§ **Records to use**
####################
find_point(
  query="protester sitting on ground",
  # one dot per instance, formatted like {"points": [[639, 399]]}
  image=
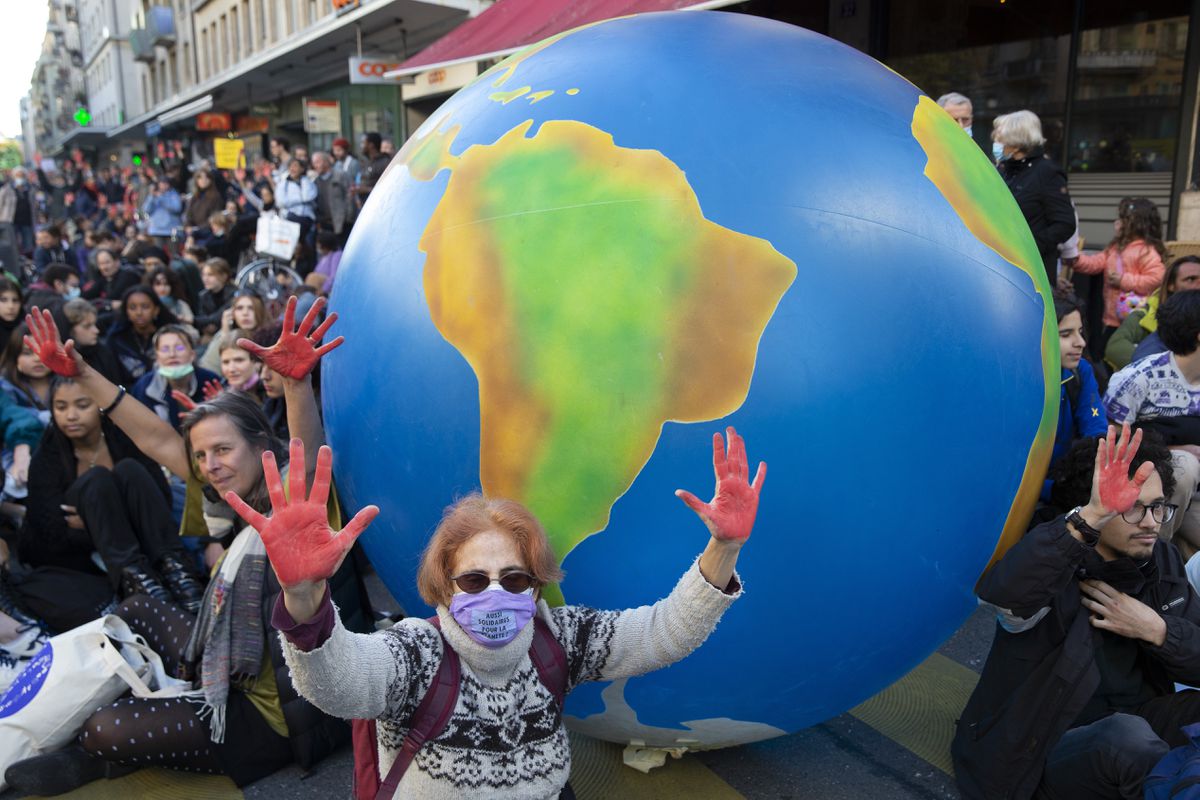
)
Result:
{"points": [[1138, 335], [1132, 263], [1163, 394], [1096, 623], [57, 284], [252, 721], [217, 293], [174, 371], [169, 287], [1038, 184], [24, 378], [11, 307], [76, 320], [108, 283], [131, 338], [245, 314], [51, 250], [1080, 413], [481, 545], [91, 489]]}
####################
§ **Given instruction**
Show each line of the records above that contains the word "points". Case counts.

§ **Correct response**
  # one dot per instance, formatted like {"points": [[639, 399]]}
{"points": [[1138, 335], [1132, 263], [1163, 394], [1096, 623], [57, 284], [252, 721], [217, 293], [174, 371], [169, 287], [1038, 184], [24, 378], [11, 307], [76, 320], [108, 283], [131, 338], [245, 314], [51, 250], [1080, 413], [481, 545], [91, 489]]}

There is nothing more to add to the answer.